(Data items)

• • • • • • •

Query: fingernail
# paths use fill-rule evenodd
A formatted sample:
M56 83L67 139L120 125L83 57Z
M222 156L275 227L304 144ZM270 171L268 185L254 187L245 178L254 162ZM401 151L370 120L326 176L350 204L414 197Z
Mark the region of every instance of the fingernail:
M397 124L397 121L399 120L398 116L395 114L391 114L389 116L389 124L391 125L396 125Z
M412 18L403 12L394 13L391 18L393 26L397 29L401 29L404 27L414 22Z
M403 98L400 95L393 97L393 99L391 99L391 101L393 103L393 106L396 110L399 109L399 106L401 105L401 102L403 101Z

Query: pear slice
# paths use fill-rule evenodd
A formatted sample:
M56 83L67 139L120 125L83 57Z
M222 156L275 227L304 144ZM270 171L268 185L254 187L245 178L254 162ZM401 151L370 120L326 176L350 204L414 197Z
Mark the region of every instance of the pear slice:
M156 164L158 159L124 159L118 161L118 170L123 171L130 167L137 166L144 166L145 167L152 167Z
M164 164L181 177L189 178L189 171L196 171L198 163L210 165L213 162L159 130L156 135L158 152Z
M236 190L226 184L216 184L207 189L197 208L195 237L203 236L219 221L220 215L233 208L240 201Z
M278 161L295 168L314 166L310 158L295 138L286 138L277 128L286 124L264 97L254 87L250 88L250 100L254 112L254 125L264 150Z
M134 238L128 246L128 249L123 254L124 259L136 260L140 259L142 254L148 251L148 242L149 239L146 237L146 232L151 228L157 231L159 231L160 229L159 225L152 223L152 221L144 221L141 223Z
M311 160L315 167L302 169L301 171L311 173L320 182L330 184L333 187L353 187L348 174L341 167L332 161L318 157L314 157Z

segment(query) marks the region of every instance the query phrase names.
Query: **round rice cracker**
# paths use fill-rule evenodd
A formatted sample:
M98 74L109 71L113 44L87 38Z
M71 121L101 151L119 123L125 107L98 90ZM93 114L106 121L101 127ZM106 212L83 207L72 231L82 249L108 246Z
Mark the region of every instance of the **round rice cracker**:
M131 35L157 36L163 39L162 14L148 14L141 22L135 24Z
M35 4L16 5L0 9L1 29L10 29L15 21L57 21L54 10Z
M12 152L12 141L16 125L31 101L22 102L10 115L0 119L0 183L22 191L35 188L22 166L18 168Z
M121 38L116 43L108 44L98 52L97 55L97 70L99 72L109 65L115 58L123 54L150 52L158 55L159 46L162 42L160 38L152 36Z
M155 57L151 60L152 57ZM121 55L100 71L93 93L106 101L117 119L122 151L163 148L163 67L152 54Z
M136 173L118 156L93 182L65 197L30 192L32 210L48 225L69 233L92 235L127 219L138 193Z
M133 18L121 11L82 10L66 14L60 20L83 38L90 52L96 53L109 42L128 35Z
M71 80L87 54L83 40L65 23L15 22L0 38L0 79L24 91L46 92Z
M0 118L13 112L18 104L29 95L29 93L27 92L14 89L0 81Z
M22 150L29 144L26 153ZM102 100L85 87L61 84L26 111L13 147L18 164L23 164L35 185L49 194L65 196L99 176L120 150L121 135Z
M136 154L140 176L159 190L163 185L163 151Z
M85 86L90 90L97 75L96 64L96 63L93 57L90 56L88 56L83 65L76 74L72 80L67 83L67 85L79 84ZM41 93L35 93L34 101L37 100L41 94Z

• • • • • • •

Problem to solve:
Repeat every line from the one containing "Query: pear slice" down to the one containing "M156 164L158 159L124", both included, with no changes.

Response to this exercise:
Query: pear slice
# paths use fill-rule evenodd
A formatted sample:
M56 83L67 139L120 125L83 57Z
M222 156L275 227L304 144ZM270 171L268 185L254 187L245 178L254 162ZM401 151L370 120L326 176L350 204L414 197Z
Mark the region of every instance of the pear slice:
M156 164L158 159L124 159L118 161L118 170L123 171L130 167L137 166L144 166L145 167L152 167Z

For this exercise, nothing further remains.